Entries supplied —
· · ·

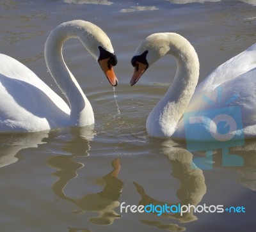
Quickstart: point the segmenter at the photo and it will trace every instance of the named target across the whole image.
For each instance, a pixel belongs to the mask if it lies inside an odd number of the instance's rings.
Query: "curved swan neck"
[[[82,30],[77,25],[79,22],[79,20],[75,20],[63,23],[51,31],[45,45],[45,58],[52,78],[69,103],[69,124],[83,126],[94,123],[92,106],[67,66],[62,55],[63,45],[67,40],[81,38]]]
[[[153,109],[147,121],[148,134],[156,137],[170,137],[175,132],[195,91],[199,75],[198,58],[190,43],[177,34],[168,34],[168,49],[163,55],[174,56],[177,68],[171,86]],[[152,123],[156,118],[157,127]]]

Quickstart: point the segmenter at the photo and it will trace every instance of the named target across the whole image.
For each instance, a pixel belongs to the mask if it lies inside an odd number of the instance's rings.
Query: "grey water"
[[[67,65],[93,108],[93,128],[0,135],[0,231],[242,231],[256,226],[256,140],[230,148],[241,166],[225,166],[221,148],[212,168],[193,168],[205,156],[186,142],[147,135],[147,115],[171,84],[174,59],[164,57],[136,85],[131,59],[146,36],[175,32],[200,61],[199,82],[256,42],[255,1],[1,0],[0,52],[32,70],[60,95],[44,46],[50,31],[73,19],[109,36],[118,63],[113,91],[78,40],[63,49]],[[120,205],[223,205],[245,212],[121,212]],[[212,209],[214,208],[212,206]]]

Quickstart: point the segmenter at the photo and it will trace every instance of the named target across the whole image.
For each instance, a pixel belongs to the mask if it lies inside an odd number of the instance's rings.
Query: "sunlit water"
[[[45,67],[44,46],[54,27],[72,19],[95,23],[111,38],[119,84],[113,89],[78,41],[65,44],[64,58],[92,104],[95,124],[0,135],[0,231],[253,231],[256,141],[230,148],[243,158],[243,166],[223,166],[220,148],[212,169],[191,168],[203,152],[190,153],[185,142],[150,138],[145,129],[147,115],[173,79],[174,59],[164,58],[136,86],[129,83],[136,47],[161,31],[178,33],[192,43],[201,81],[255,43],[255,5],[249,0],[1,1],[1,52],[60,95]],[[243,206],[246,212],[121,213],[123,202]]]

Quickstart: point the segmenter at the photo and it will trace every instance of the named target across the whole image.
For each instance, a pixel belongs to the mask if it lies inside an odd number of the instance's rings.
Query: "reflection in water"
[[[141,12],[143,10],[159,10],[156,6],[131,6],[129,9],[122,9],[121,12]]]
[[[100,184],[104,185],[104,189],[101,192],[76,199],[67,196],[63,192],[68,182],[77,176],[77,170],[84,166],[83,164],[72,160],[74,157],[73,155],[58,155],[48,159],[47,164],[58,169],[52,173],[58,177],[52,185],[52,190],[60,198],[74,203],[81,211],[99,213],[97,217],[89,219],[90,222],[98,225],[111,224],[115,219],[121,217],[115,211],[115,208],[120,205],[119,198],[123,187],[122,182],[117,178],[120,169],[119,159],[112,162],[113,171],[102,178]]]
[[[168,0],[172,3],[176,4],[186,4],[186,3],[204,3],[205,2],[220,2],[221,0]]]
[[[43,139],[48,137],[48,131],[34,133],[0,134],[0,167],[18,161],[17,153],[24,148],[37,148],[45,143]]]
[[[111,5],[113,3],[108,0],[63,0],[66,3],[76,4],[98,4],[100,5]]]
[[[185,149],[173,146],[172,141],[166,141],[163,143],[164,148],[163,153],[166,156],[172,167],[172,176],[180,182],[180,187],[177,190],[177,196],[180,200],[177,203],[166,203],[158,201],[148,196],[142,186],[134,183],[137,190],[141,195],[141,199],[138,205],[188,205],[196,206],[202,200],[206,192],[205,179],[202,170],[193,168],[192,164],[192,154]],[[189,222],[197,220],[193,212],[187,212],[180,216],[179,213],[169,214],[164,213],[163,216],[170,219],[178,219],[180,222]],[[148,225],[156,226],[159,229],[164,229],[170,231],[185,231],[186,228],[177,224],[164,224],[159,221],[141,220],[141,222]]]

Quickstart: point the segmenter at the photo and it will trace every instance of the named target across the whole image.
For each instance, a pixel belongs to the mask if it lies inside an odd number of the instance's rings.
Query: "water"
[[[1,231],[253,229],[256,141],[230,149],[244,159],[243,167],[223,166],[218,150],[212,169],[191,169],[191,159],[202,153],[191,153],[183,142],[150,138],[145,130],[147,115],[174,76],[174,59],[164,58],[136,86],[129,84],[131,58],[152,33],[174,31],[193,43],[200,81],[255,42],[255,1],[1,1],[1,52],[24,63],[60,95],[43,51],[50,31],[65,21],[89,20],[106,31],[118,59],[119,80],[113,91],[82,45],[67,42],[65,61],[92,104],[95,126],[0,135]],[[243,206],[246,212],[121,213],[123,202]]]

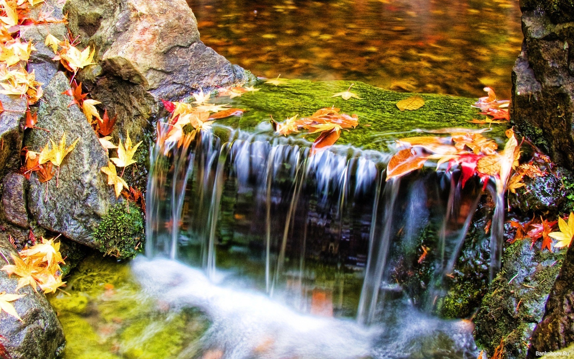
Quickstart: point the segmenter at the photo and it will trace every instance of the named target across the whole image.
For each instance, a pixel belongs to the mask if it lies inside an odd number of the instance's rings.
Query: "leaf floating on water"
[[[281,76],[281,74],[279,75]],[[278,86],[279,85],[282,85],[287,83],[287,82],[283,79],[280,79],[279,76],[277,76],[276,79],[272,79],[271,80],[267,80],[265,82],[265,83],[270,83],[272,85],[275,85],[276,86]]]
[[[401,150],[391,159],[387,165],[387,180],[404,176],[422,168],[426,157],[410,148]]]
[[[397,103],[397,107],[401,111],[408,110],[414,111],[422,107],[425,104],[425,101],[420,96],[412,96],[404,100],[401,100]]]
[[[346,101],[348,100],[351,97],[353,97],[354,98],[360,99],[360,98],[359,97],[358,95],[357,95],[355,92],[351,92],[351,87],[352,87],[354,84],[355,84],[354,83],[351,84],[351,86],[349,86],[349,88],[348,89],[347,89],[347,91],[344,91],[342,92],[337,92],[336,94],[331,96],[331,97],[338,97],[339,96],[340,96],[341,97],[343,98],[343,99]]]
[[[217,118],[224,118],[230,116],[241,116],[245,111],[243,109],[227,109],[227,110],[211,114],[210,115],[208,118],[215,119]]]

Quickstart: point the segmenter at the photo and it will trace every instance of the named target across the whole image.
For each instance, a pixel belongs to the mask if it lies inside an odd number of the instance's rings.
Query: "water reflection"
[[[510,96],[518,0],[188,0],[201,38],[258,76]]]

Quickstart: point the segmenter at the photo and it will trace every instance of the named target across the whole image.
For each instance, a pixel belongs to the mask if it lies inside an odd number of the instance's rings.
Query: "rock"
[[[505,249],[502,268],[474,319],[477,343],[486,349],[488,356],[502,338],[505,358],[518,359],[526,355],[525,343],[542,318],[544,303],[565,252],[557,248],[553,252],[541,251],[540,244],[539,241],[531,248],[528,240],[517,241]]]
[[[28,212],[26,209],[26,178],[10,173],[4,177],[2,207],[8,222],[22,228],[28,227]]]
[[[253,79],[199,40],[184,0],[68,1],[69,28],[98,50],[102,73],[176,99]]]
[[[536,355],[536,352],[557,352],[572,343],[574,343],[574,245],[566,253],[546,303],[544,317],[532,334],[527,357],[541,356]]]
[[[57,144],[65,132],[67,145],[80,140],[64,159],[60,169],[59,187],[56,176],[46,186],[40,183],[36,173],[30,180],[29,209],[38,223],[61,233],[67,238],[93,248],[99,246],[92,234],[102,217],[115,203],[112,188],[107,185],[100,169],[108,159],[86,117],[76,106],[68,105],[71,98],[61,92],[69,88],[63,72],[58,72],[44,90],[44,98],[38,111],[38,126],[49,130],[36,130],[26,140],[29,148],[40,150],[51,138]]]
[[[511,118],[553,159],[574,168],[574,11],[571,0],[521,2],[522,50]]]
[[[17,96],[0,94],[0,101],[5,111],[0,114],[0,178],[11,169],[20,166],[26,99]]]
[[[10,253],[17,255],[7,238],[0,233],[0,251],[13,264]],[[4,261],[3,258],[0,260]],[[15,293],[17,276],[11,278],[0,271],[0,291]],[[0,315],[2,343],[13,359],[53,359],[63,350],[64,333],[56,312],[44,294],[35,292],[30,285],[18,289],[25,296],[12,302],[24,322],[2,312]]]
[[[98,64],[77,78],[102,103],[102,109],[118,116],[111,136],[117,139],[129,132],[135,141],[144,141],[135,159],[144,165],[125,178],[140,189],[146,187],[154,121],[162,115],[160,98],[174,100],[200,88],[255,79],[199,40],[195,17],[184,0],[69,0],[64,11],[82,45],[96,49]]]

· · ·

Exercise — How many lines of the material above contain the word "reflection"? Reply with the number alone.

Exercise answer — 2